PASSAGE GIVEN
------------------------------------------------------------------------
# Mother and daughter have started fighting advice please!



## Bens_Mum (20 January 2011)

I've got three dogs a rescue rottie and two terriers (mother and daughter). The older terrier (3) has always been quite dominant but the others have taken no notice. Over the last couple of months the younger terrier (18 months) has started to challenge her mother. They have always had the odd 'spat' which was alot of growling but never escalated. The last couple of weeks it has been getting more agressive especially in the crate. 
This morning when I was walking them the younger dog was pestering her mother like she normally does then suddenly a huge fight started and I could hardly pull them appart to stop it even throwing things didn't work. No one was badly hurt but im wondering if anyone can offer any advice as to what we can do? 
I am going to work so have put the younger in the crate and left the older loose just in case. Im wondering if this is a 'phase' they are going through or if we should try and separate them longer term?


----------



## Maesfen (20 January 2011)

You didn't say which type terrier but we had Border Terriers for over 30 years and this happened to us only once (mother and daughter again, youngest was five years old so lived in harmony up until then but then suddenly started niggling each other which we kept in check for a couple of months but it suddenly flared up into full out war; they couldn't look at one another without having a right go so then we had to rehome the younger one as Borders never forget a grudge; they will keep it dormant for ages and then suddenly fly at that dog only, no others, for no reason that we can see so for us, it just wasn't worth the risk especially as we had a dozen more that all got on happily with both of them; it wasn't worth risking upsetting the applecart so the one had to go.  Borders are usually the happiest of dogs but if they do have a grudge they will never forget it so it's always advisable to rehome one if you can't guarantee being able to keep them apart.
It might settle down once the pecking order is established but are you prepared to risk a bloodbath if it doesn't and someone has forgotten to keep them seperate?


----------



## Ranyhyn (20 January 2011)

My old mother and son, labxspringer and mongrel, started and never stopped.  The dog was always after dominance and even in her old age they'd start.

My terriers. Unrelated litter mates have only once gone at it.  A saucepan of water sorted it nicely, as smacking etc only escalates the problem.

However I am lead to believe in my books, a pack leader wouldn't be interested in lower level dogs fighting, but of course as owners you want it to stop so the pack leader always says what's ok and what's not ok.  Sounds like your bitches are fighting to be top female maybe?
------------------------------------------------------------------------
EXTRACTED MATERIAL
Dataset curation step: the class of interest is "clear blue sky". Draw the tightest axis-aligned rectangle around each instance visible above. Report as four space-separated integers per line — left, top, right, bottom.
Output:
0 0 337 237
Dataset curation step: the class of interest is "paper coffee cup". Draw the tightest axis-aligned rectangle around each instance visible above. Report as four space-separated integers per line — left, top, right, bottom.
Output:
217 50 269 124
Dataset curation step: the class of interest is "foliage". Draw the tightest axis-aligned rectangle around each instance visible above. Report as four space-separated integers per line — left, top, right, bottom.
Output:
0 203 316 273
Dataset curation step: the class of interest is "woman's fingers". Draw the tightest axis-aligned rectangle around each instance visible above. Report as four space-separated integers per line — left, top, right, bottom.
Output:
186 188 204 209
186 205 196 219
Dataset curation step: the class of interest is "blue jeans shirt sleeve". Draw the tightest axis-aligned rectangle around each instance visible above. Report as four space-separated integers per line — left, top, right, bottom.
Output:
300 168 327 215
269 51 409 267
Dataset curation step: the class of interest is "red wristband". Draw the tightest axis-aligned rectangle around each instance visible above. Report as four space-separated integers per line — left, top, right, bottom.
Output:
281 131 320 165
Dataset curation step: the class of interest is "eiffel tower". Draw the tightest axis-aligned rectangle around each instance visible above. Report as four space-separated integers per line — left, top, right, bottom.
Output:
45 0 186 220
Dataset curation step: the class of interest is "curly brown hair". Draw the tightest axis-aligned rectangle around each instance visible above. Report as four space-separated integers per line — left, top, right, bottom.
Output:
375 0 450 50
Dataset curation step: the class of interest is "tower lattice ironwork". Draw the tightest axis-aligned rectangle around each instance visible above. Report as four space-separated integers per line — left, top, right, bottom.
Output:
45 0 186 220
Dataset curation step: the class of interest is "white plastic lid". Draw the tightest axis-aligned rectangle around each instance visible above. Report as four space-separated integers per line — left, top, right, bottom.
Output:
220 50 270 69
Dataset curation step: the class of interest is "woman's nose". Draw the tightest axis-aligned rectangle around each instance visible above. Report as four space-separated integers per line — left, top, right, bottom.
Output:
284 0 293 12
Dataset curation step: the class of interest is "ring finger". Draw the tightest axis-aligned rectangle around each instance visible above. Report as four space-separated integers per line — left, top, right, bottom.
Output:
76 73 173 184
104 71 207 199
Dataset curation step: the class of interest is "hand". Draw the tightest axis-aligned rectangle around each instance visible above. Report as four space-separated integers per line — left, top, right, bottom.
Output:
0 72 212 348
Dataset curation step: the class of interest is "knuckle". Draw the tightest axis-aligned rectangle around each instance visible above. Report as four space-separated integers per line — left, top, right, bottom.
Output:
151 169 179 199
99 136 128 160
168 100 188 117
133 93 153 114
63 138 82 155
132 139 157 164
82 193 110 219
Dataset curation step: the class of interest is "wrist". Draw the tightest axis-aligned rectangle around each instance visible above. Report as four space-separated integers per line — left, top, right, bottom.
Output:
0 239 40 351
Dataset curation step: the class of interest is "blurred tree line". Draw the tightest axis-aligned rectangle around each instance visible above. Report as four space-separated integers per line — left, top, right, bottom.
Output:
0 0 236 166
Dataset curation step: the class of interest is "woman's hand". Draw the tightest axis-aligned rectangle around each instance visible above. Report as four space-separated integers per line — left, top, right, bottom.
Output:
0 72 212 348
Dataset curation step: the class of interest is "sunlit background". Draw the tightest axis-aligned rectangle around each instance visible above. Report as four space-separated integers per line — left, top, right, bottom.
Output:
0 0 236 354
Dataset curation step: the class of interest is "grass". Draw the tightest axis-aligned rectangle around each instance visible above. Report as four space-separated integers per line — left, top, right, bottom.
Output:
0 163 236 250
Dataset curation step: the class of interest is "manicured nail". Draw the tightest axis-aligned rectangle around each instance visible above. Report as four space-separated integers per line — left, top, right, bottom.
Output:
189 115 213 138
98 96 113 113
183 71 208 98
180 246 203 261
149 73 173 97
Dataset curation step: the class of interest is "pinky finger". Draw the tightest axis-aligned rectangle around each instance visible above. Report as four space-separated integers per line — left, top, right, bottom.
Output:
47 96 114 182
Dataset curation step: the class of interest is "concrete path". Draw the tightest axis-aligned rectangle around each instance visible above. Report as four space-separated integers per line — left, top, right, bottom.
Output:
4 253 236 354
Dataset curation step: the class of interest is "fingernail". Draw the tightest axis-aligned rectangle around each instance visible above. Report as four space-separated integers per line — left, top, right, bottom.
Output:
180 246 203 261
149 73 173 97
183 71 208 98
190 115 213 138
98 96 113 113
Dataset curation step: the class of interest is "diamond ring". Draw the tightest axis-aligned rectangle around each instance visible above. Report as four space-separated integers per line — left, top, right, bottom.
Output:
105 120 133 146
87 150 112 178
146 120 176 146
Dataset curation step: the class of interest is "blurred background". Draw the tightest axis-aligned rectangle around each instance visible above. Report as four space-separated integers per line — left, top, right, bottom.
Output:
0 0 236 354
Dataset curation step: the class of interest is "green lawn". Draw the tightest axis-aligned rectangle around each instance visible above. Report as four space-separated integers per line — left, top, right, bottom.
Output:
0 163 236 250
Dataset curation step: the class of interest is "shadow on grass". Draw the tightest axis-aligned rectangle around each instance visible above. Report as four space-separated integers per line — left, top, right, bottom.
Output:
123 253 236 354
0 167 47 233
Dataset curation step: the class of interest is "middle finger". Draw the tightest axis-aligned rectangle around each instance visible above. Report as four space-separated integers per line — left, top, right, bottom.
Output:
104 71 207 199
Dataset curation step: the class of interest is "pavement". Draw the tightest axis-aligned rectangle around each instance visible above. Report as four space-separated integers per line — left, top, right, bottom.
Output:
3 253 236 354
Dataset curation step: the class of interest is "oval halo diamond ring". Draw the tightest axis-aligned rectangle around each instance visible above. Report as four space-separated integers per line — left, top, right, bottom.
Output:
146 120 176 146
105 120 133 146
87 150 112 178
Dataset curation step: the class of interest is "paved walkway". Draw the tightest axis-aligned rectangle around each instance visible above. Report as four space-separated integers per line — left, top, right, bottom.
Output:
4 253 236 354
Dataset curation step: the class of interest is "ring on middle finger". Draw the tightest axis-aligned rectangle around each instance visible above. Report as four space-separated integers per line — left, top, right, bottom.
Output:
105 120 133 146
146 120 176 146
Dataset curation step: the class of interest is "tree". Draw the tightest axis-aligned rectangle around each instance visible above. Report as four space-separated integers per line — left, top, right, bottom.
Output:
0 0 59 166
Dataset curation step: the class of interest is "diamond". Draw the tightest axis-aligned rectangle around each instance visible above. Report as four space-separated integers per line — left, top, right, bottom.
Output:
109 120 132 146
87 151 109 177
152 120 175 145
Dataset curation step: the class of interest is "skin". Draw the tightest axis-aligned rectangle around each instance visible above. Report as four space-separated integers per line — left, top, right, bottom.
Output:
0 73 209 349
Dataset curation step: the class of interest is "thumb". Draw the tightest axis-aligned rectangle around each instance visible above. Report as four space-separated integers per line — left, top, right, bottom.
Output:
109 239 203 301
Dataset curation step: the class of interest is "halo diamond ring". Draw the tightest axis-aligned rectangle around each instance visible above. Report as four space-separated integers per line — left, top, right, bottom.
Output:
------------------------------------------------------------------------
EXERCISE INSTRUCTIONS
1. In the forum thread on the two terriers fighting, quote the stretch from "It might settle" through "Ranyhyn (20 January 2011)".
2. What usernames posted in the forum thread on the two terriers fighting?
3. Answer these from the forum thread on the two terriers fighting:
(a) How old is the younger terrier that Bens_Mum owns?
(b) For how long did Maesfen have Border Terriers?
(c) What did Ranyhyn use to stop the one fight between the unrelated terrier littermates?

ANSWER LIST
1.
It might settle down once the pecking order is established but are you prepared to risk a bloodbath if it doesn't and someone has forgotten to keep them seperate?


----------



## Ranyhyn (20 January 2011)

2.
Bens_Mum
Maesfen
Ranyhyn

3.
(a) 18 months
(b) Over 30 years
(c) A saucepan of water